-- Recorded data start --

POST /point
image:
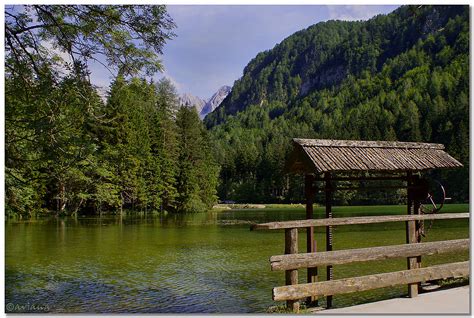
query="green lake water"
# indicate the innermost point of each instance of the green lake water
(197, 263)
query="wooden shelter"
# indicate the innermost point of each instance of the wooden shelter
(329, 161)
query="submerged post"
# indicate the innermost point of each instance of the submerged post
(312, 273)
(291, 276)
(328, 190)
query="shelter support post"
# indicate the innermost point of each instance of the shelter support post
(312, 273)
(291, 276)
(329, 192)
(413, 228)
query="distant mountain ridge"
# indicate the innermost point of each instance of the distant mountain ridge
(204, 106)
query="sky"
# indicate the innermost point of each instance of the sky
(214, 43)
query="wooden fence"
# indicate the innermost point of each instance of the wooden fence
(292, 260)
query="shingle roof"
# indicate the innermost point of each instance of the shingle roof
(323, 155)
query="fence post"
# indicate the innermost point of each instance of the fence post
(328, 199)
(291, 276)
(411, 234)
(312, 272)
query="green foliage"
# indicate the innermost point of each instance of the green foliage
(68, 151)
(197, 171)
(403, 76)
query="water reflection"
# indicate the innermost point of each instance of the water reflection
(168, 263)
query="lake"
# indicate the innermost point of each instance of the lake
(195, 263)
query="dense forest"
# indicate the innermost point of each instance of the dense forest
(66, 149)
(402, 76)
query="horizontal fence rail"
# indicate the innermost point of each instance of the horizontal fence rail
(356, 220)
(362, 283)
(304, 260)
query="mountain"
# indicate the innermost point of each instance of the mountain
(215, 100)
(203, 106)
(190, 100)
(402, 76)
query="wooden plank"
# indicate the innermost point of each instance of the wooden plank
(411, 234)
(356, 220)
(357, 284)
(291, 276)
(304, 260)
(312, 273)
(329, 270)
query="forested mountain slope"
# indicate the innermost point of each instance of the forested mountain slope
(402, 76)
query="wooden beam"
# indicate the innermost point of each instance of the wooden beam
(328, 200)
(373, 178)
(357, 220)
(304, 260)
(291, 276)
(312, 273)
(356, 284)
(411, 233)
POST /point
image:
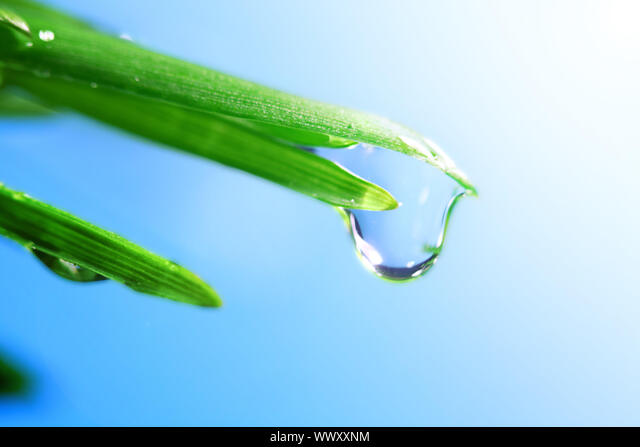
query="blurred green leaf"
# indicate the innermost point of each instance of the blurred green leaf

-- Recorded data end --

■ Exercise: Please identify every line of the data above that contains the word "shelter" and copy each of those lines in full. Treat the match as case-sensitive.

■ Written solution:
query="wooden shelter"
# indicate the innermost point of each instance of the wooden shelter
query="shelter support post"
# indicate the innermost point of each instance of the shelter support post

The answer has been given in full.